What needs to be done> Can you rescale the items from the line with "Reviewer note: confirm one keypoint per instance of the brown" through the end of the items by writing every one of those lines out again in full, multiplying each keypoint coordinate in the answers by 1.05 and rounding to whole numbers with halves going up? Keep every other number unchanged, and return only those lines.

Data to process>
..............................

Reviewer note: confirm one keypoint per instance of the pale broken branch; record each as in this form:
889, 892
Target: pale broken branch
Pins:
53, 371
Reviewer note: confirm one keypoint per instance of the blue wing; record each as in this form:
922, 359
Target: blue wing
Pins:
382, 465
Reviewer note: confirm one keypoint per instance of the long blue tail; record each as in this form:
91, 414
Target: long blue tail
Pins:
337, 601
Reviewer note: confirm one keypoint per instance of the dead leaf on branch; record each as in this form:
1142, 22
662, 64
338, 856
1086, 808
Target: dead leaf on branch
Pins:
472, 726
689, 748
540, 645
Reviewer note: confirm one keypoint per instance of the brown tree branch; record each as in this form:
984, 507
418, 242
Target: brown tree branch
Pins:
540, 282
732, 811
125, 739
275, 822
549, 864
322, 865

..............................

The result>
Reviewer note: confirm one keypoint per instance of the brown tree branch; record each as in this form:
984, 507
418, 242
Target: brown tree branch
Pins:
567, 296
769, 852
131, 776
289, 863
576, 907
338, 908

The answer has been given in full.